**Written tasks**
**A)** Where was Version 2.0 officially flagged off, according to the Whiteout text?
**B)** Please echo the stretch of the Whiteout text from "The Himalayans roll" through "the entire week.".
#### Selection
An insane idea turned into reality in 2018 and blessed with sparse snowfall and freezing temperatures, gave birth to the Whiteout. Version 1.0 was well executed and an eye opener to what mobility a pair of chains can give a motorcycle on a snow covered landscape. Version 2.0 was a given. However, as it rolled out it would be everything except what we had planned. Also it would not be the normal participants that would be hosted in sub zero temperatures this year. Owners, v-loggers and celebrities would give way to a phalanx of army personnel, Royal Enfield adventure innovator, Sachin Chavan and his young team of enthusiastic riders, and of course a few lunatics culled from the infamous rallying club – Himalayan Motorsport. Xplorearth, the extreme adventure company, would put together the routes, food, drink and backup, which would all be thrown to the icy winds by mother nature who had other plans for us.

Royal Enfield Himalayan in Spiti: Whiteout 2.0

Why Spiti?

Spiti has become more popular in the winters than probably at any other time of the year. White Spiti, the Snow Leopard Drive, the Winter Expedition, Spiti – all possible monikers are attached to the 4x4 adventures that foray into the “Middle Land”. This one was different. There were no steel and glass bodies surrounding humans, no heaters bringing up temperatures to a bearable 26 degrees Celsius when the outside read minus 15, and no 4x4. Nothing, except a ton of base layers below the protective jackets and full face, albeit open helmets, a pair of gloves snuggling inside wind protective hand covers. There was one luxury and one only. Heated grips that kept the hands toasty even when the melting snow drenched the gloves!

Yes, our journey into the land of the snow leopard was not with heated 4x4s but on motorcycles – the RE Himalayan being the steed of choice!

Royal Enfield began its attack on the snow several years ago. Three Bullets, equipped with snow chains imported from Japan, pitted their might against a horribly blocked road from Narkanda to Baghi. Battling for 14 hours against deep snow and cold, the attempt was successful, albeit only just.

The Himalayans roll out…

The Whiteout Version 2.0 was officially flagged off from Koti Resorts, Mashobra, in a howling gale that threatened to rip off the tarps from the trailer being towed behind the backup Isuzu 4X4. The weather goddesses, we don’t have gods controlling any crucial stuff in Himachal, ensured the riders were lashed by pouring rain from Shimla to Tapri, the fuel halt just short of Kalpa. At Taranda Dhak the downpour was so bad that the riders were forced to ride through waterfalls that poured on them from high above. The climb up to Kalpa turned from rain drenched to snow dusted, and finally into an icy road that led into our hotel for the night – The Grand Shambala. The snow falling gently outside had begun adding to the 2ft on the ground and though the sight looked wondrous, it would be the start of changes that would haunt the itinerary for the entire week.
########
#### Items
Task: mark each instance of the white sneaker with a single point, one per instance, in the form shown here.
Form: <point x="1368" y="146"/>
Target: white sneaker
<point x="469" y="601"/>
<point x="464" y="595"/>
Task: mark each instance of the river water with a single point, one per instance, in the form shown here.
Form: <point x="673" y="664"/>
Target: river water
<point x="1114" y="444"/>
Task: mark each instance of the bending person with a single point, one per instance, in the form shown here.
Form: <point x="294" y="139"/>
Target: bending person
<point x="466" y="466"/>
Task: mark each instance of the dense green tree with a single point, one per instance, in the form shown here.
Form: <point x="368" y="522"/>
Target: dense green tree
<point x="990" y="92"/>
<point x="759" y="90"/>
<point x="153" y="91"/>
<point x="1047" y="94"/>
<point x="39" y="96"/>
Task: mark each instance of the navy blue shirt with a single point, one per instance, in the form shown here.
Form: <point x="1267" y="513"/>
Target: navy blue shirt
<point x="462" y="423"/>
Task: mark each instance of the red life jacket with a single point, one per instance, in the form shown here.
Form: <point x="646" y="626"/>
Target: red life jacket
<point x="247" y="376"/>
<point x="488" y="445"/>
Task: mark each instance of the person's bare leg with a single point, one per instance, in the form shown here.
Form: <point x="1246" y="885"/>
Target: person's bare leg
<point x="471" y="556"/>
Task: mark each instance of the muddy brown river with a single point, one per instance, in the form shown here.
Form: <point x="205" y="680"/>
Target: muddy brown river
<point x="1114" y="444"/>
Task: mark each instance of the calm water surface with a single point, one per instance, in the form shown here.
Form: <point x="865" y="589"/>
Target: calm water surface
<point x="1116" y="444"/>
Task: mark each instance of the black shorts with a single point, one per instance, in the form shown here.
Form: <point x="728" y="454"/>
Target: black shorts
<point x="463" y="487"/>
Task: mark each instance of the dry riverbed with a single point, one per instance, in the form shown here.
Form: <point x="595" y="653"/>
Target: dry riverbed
########
**Exercise answers**
**A)** From Koti Resorts, Mashobra.

**B)**
The Himalayans roll out…

The Whiteout Version 2.0 was officially flagged off from Koti Resorts, Mashobra, in a howling gale that threatened to rip off the tarps from the trailer being towed behind the backup Isuzu 4X4. The weather goddesses, we don’t have gods controlling any crucial stuff in Himachal, ensured the riders were lashed by pouring rain from Shimla to Tapri, the fuel halt just short of Kalpa. At Taranda Dhak the downpour was so bad that the riders were forced to ride through waterfalls that poured on them from high above. The climb up to Kalpa turned from rain drenched to snow dusted, and finally into an icy road that led into our hotel for the night – The Grand Shambala. The snow falling gently outside had begun adding to the 2ft on the ground and though the sight looked wondrous, it would be the start of changes that would haunt the itinerary for the entire week.